╭──
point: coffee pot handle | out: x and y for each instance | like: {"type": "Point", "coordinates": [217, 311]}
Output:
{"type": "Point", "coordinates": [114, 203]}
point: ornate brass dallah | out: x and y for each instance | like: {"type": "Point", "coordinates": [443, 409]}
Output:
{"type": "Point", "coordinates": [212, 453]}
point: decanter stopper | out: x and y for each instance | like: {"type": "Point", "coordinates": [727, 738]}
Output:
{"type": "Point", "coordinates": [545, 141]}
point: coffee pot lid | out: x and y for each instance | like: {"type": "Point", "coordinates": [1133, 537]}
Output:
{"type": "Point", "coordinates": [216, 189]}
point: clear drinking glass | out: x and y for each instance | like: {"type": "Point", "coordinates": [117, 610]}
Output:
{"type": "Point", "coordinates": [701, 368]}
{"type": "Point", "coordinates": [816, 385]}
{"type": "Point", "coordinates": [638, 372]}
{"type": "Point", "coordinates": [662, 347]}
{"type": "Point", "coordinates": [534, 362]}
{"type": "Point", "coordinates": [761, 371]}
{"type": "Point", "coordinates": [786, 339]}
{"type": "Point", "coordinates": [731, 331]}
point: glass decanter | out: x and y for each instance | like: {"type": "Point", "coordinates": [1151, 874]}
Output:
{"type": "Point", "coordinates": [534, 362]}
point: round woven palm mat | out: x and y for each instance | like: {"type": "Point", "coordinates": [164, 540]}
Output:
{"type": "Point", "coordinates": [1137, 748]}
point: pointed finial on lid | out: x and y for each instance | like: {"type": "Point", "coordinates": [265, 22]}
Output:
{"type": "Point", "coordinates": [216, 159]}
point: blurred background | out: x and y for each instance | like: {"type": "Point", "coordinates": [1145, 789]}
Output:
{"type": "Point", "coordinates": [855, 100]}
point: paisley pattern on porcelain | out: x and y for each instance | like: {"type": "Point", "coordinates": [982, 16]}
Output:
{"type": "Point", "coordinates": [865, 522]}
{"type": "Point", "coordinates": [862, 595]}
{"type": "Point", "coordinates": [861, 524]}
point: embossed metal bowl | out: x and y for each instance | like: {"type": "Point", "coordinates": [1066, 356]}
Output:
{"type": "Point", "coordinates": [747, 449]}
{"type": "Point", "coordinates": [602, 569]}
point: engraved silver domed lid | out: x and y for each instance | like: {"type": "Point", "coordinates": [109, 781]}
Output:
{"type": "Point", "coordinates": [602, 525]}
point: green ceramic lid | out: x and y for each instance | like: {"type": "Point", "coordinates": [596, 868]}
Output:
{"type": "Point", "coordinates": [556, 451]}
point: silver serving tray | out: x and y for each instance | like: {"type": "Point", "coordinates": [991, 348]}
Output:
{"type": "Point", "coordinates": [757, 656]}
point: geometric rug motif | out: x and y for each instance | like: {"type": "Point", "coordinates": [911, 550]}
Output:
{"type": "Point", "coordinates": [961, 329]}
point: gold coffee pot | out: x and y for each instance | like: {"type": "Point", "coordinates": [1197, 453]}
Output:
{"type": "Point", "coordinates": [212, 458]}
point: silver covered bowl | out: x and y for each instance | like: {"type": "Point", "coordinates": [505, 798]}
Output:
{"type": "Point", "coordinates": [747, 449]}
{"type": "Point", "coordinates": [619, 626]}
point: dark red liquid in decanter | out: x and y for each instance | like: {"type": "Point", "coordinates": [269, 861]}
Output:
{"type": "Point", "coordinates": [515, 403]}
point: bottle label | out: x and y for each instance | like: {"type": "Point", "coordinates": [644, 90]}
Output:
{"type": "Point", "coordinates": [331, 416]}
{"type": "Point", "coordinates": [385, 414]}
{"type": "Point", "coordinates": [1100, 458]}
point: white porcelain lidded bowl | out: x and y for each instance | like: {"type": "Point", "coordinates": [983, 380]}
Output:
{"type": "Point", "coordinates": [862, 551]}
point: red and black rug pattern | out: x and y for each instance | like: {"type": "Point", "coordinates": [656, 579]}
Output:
╰──
**Short problem**
Take the line holding "point: paisley pattern" and all lines after it through the end of the data, and set them down exactly.

**Answer below**
point: paisley pattern on porcelain | out: x and y for each instance | like: {"type": "Point", "coordinates": [982, 16]}
Output:
{"type": "Point", "coordinates": [865, 522]}
{"type": "Point", "coordinates": [862, 595]}
{"type": "Point", "coordinates": [861, 524]}
point: embossed metal bowl | out: x and y for each instance | like: {"type": "Point", "coordinates": [1066, 356]}
Output:
{"type": "Point", "coordinates": [747, 449]}
{"type": "Point", "coordinates": [602, 569]}
point: engraved silver domed lid | out: x and y for each instance | like: {"type": "Point", "coordinates": [109, 781]}
Output:
{"type": "Point", "coordinates": [602, 525]}
point: green ceramic lid | out: x and y for each instance | like: {"type": "Point", "coordinates": [596, 868]}
Output:
{"type": "Point", "coordinates": [556, 451]}
point: silver serving tray | out: x and y for each instance | like: {"type": "Point", "coordinates": [991, 348]}
Output:
{"type": "Point", "coordinates": [757, 656]}
point: geometric rug motif | out: x and y for each instance | like: {"type": "Point", "coordinates": [911, 550]}
Output:
{"type": "Point", "coordinates": [961, 329]}
point: gold coffee pot | out: x and y for each instance | like: {"type": "Point", "coordinates": [1197, 453]}
Output:
{"type": "Point", "coordinates": [212, 458]}
point: silver covered bowl | out: x and y for each instance | like: {"type": "Point", "coordinates": [505, 798]}
Output:
{"type": "Point", "coordinates": [747, 449]}
{"type": "Point", "coordinates": [619, 626]}
point: dark red liquid in decanter | out: x and y for each instance | like: {"type": "Point", "coordinates": [269, 861]}
Output:
{"type": "Point", "coordinates": [515, 403]}
point: bottle label | out: x and y for each instance | like: {"type": "Point", "coordinates": [644, 90]}
Output:
{"type": "Point", "coordinates": [331, 416]}
{"type": "Point", "coordinates": [385, 414]}
{"type": "Point", "coordinates": [1100, 458]}
point: white porcelain lidded bowl | out: x and y for each instance | like: {"type": "Point", "coordinates": [983, 380]}
Output:
{"type": "Point", "coordinates": [862, 551]}
point: red and black rug pattern | out: x and y for each instance | like: {"type": "Point", "coordinates": [656, 579]}
Output:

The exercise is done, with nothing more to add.